◆ **DATA IN THIS EXERCISE**:
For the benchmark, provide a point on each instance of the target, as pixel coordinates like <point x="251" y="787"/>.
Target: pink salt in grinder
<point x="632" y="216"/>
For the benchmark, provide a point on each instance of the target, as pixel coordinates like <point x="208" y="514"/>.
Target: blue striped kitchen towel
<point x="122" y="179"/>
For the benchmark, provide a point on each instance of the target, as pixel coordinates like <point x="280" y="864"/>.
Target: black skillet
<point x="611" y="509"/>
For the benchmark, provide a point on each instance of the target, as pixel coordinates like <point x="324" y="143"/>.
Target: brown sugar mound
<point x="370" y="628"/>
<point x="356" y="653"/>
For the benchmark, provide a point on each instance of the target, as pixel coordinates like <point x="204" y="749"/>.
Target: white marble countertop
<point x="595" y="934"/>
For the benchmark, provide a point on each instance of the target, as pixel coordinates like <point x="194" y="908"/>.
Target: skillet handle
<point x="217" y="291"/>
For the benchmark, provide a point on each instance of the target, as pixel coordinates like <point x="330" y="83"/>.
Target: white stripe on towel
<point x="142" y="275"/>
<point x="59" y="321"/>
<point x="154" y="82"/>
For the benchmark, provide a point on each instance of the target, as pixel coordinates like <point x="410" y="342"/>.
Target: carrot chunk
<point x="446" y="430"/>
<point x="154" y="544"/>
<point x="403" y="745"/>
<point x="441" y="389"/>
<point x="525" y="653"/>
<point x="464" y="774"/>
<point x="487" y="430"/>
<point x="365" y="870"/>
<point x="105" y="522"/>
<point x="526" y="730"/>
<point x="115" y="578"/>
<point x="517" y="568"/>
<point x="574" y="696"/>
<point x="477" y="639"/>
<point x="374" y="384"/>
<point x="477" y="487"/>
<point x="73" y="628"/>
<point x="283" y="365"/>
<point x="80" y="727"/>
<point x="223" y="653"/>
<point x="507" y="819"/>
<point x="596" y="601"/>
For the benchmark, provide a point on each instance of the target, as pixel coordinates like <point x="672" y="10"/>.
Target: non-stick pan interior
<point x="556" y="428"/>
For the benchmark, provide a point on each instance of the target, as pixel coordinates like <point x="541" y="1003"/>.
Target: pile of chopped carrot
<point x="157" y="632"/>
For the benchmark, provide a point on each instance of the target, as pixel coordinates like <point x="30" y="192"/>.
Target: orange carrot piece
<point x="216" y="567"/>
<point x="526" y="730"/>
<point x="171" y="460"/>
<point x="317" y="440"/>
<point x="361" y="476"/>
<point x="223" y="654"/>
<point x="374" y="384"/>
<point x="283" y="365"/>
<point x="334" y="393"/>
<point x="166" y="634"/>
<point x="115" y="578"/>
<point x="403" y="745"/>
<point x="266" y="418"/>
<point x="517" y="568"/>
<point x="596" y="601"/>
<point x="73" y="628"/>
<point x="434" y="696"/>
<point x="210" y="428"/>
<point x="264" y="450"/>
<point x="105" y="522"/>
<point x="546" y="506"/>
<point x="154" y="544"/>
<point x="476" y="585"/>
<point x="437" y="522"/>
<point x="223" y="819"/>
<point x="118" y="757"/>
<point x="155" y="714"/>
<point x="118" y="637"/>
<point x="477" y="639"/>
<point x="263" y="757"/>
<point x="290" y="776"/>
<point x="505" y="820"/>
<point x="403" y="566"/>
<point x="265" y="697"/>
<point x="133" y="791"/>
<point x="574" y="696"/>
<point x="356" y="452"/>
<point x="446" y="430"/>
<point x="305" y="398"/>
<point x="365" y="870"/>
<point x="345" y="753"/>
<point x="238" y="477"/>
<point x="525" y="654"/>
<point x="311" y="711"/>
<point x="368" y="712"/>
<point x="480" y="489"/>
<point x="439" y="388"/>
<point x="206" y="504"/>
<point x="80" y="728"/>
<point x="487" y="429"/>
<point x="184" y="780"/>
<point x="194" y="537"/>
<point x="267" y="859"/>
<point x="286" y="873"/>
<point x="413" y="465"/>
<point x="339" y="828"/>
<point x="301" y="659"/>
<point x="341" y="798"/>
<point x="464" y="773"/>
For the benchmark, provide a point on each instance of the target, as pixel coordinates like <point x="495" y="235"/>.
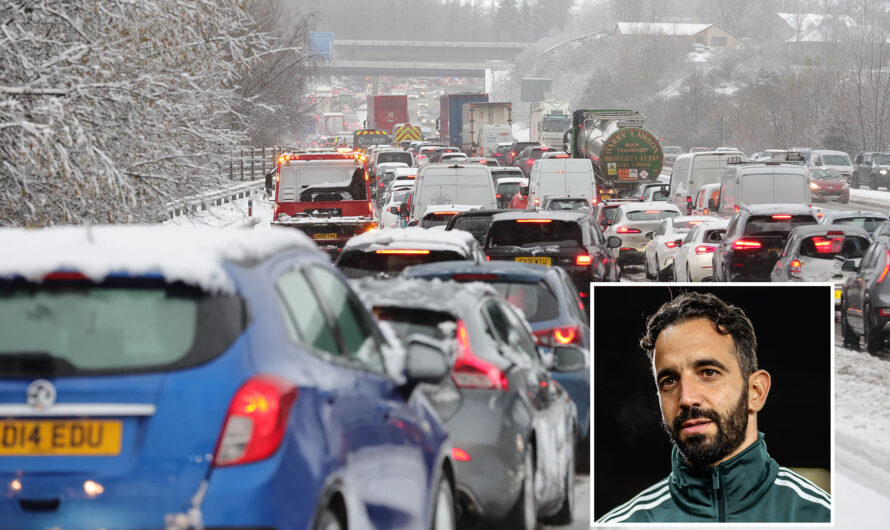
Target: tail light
<point x="886" y="267"/>
<point x="562" y="335"/>
<point x="744" y="244"/>
<point x="472" y="372"/>
<point x="256" y="421"/>
<point x="794" y="269"/>
<point x="704" y="249"/>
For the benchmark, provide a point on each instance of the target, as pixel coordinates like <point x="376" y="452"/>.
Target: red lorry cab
<point x="326" y="195"/>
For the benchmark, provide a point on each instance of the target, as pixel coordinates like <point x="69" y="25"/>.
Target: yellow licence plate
<point x="535" y="260"/>
<point x="60" y="437"/>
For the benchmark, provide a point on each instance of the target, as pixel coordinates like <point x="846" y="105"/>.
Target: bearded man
<point x="703" y="354"/>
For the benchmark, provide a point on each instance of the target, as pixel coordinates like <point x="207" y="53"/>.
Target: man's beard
<point x="700" y="451"/>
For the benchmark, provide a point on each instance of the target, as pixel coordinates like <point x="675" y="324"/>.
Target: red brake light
<point x="566" y="335"/>
<point x="256" y="421"/>
<point x="886" y="267"/>
<point x="460" y="455"/>
<point x="743" y="244"/>
<point x="794" y="269"/>
<point x="472" y="372"/>
<point x="704" y="249"/>
<point x="411" y="252"/>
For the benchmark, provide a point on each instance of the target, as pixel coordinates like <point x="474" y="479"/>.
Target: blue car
<point x="181" y="377"/>
<point x="550" y="302"/>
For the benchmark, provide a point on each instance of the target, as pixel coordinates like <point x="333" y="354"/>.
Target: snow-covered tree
<point x="110" y="108"/>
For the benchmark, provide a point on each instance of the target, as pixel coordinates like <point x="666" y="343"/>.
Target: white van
<point x="560" y="176"/>
<point x="693" y="170"/>
<point x="752" y="183"/>
<point x="452" y="184"/>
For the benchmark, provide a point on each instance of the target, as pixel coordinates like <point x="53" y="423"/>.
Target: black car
<point x="865" y="297"/>
<point x="871" y="169"/>
<point x="475" y="222"/>
<point x="570" y="240"/>
<point x="754" y="240"/>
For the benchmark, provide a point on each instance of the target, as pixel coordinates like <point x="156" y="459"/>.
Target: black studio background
<point x="793" y="328"/>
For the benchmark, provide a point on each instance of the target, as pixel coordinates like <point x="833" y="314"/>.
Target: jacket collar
<point x="737" y="483"/>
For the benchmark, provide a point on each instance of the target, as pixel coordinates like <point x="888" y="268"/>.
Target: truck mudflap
<point x="330" y="234"/>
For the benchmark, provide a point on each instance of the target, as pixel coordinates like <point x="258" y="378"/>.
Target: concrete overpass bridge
<point x="416" y="58"/>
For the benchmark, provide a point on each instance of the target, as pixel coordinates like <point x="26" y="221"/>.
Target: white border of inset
<point x="704" y="286"/>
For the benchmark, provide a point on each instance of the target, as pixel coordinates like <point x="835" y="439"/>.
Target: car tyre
<point x="874" y="339"/>
<point x="524" y="514"/>
<point x="851" y="338"/>
<point x="328" y="520"/>
<point x="566" y="512"/>
<point x="443" y="511"/>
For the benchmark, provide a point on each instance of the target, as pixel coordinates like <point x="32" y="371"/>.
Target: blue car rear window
<point x="78" y="327"/>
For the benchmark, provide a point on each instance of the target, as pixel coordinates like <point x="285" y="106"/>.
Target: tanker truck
<point x="623" y="153"/>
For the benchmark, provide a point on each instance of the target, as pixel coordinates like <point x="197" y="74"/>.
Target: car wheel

◆ **PROBLEM TO SOLVE**:
Above are records with pictures; repeat the records exactly and leave the pictures out.

◆ **RESPONSE**:
For the benchmark, provide a point on each instance of the target, as pixel coordinates like <point x="251" y="787"/>.
Target: pink salt in grinder
<point x="632" y="216"/>
For the benchmark, provide a point on each instance of the target, as pixel coordinates like <point x="208" y="514"/>.
Target: blue striped kitchen towel
<point x="122" y="179"/>
For the benchmark, provide a point on each instance of the target, as pixel coordinates like <point x="280" y="864"/>.
Target: black skillet
<point x="611" y="509"/>
For the benchmark, provide a point on each instance of the target, as pixel coordinates like <point x="324" y="143"/>.
Target: brown sugar mound
<point x="370" y="628"/>
<point x="356" y="653"/>
For the benchmark, provide a point on each instance of the target, as pixel coordinates like <point x="204" y="749"/>.
Target: white marble countertop
<point x="595" y="934"/>
For the benchmark, provide a point on each instance of the target, as pixel coordinates like <point x="194" y="908"/>.
Target: skillet handle
<point x="217" y="291"/>
For the benchmark, provide a point on each instance of the target, as pixel coordinates like <point x="330" y="83"/>.
Target: white stripe on towel
<point x="142" y="275"/>
<point x="59" y="321"/>
<point x="154" y="82"/>
For the benchmark, provide a point on each instance of the target, as pixel coordinates like <point x="410" y="342"/>.
Target: carrot chunk
<point x="446" y="430"/>
<point x="154" y="544"/>
<point x="403" y="745"/>
<point x="441" y="389"/>
<point x="525" y="653"/>
<point x="464" y="774"/>
<point x="487" y="430"/>
<point x="365" y="870"/>
<point x="105" y="522"/>
<point x="526" y="730"/>
<point x="115" y="578"/>
<point x="517" y="568"/>
<point x="574" y="696"/>
<point x="477" y="639"/>
<point x="374" y="384"/>
<point x="477" y="487"/>
<point x="73" y="628"/>
<point x="283" y="365"/>
<point x="80" y="727"/>
<point x="223" y="653"/>
<point x="507" y="819"/>
<point x="596" y="601"/>
For the benchmark, provide a point on each instance of the target, as pixel coordinates like <point x="672" y="10"/>.
Target: non-stick pan interior
<point x="556" y="428"/>
For the benchmark, provide a point on each instance of the target, as pixel coordinates like <point x="541" y="1003"/>.
Target: pile of chopped carrot
<point x="157" y="632"/>
For the benchmark, provide a point on each instance of the target, as pixel coordinates like <point x="30" y="192"/>.
Target: orange carrot piece
<point x="216" y="567"/>
<point x="526" y="730"/>
<point x="171" y="460"/>
<point x="317" y="440"/>
<point x="361" y="476"/>
<point x="223" y="654"/>
<point x="374" y="384"/>
<point x="283" y="365"/>
<point x="334" y="393"/>
<point x="166" y="634"/>
<point x="115" y="578"/>
<point x="403" y="745"/>
<point x="266" y="418"/>
<point x="517" y="568"/>
<point x="596" y="601"/>
<point x="73" y="628"/>
<point x="434" y="696"/>
<point x="210" y="428"/>
<point x="264" y="450"/>
<point x="105" y="522"/>
<point x="546" y="506"/>
<point x="154" y="544"/>
<point x="476" y="585"/>
<point x="437" y="522"/>
<point x="223" y="819"/>
<point x="118" y="757"/>
<point x="155" y="714"/>
<point x="118" y="637"/>
<point x="477" y="639"/>
<point x="263" y="757"/>
<point x="290" y="776"/>
<point x="505" y="820"/>
<point x="403" y="566"/>
<point x="265" y="697"/>
<point x="133" y="791"/>
<point x="574" y="696"/>
<point x="356" y="452"/>
<point x="446" y="430"/>
<point x="305" y="398"/>
<point x="365" y="870"/>
<point x="345" y="753"/>
<point x="238" y="477"/>
<point x="525" y="654"/>
<point x="311" y="711"/>
<point x="368" y="712"/>
<point x="480" y="489"/>
<point x="439" y="388"/>
<point x="206" y="504"/>
<point x="80" y="728"/>
<point x="487" y="429"/>
<point x="184" y="780"/>
<point x="194" y="537"/>
<point x="267" y="859"/>
<point x="286" y="873"/>
<point x="413" y="465"/>
<point x="339" y="828"/>
<point x="301" y="659"/>
<point x="341" y="798"/>
<point x="464" y="773"/>
For the benchmark, provide a point on each instance of the target, as pixel coordinates like <point x="495" y="235"/>.
Target: tail light
<point x="886" y="267"/>
<point x="562" y="335"/>
<point x="744" y="244"/>
<point x="472" y="372"/>
<point x="256" y="421"/>
<point x="794" y="269"/>
<point x="704" y="249"/>
For the benchmark, provide a point on each instance of the target, as pixel coordinates like <point x="376" y="452"/>.
Target: red lorry cab
<point x="326" y="195"/>
For the benchmark, provide a point on each instance of the target, as pixel coordinates like <point x="69" y="25"/>.
Target: yellow licence plate
<point x="535" y="260"/>
<point x="60" y="437"/>
For the benchmark, provide a point on each instance of the target, as pixel coordinates like <point x="846" y="105"/>.
Target: bearded man
<point x="703" y="354"/>
For the benchmark, provide a point on each instance of the target, as pixel coordinates like <point x="207" y="53"/>.
Target: man's beard
<point x="700" y="451"/>
For the benchmark, provide a point on each instance of the target, as pixel coordinates like <point x="675" y="324"/>.
Target: red brake light
<point x="566" y="335"/>
<point x="256" y="421"/>
<point x="886" y="267"/>
<point x="460" y="455"/>
<point x="743" y="244"/>
<point x="794" y="269"/>
<point x="472" y="372"/>
<point x="704" y="249"/>
<point x="411" y="252"/>
For the benchmark, provide a point on each instance of the target, as pixel coordinates like <point x="474" y="479"/>.
Target: blue car
<point x="181" y="377"/>
<point x="550" y="302"/>
For the benchmark, provide a point on each instance of the target, as pixel coordinates like <point x="333" y="354"/>.
Target: snow-covered tree
<point x="110" y="108"/>
For the benchmark, provide a point on each instance of the target, as pixel coordinates like <point x="666" y="343"/>.
Target: white van
<point x="560" y="176"/>
<point x="693" y="170"/>
<point x="752" y="183"/>
<point x="452" y="184"/>
For the benchmark, provide a point on each instance of the target, as pixel coordinates like <point x="53" y="423"/>.
Target: black car
<point x="865" y="297"/>
<point x="871" y="169"/>
<point x="475" y="222"/>
<point x="570" y="240"/>
<point x="754" y="240"/>
For the benchmark, provide a point on each instance of the target, as pixel coordinates like <point x="156" y="459"/>.
Target: black studio background
<point x="793" y="328"/>
For the benchmark, provide a point on each instance of the target, as pixel coordinates like <point x="833" y="314"/>.
Target: jacket collar
<point x="737" y="483"/>
For the benchmark, provide a point on each instance of the target, as pixel coordinates like <point x="888" y="268"/>.
Target: truck mudflap
<point x="330" y="234"/>
For the benchmark, provide a point on each instance of the target, as pixel coordinates like <point x="258" y="378"/>.
Target: concrete overpass bridge
<point x="416" y="58"/>
For the benchmark, provide a point on each instance of the target, as pixel coordinates like <point x="26" y="221"/>.
Target: white border of inset
<point x="704" y="286"/>
For the benchmark, provide a point on each instance of the target, as pixel coordinates like <point x="835" y="439"/>.
Target: car tyre
<point x="874" y="339"/>
<point x="524" y="514"/>
<point x="851" y="338"/>
<point x="328" y="520"/>
<point x="566" y="512"/>
<point x="443" y="511"/>
For the benchmark, provide a point on each instance of the target, as pixel coordinates like <point x="32" y="371"/>.
Target: blue car rear window
<point x="78" y="327"/>
For the benchmark, provide a point on each instance of the target, as pixel coordinates like <point x="285" y="106"/>.
Target: tanker truck
<point x="623" y="153"/>
For the benchmark, provide a point on each instance of the target, as pixel coordinates like <point x="197" y="74"/>.
Target: car wheel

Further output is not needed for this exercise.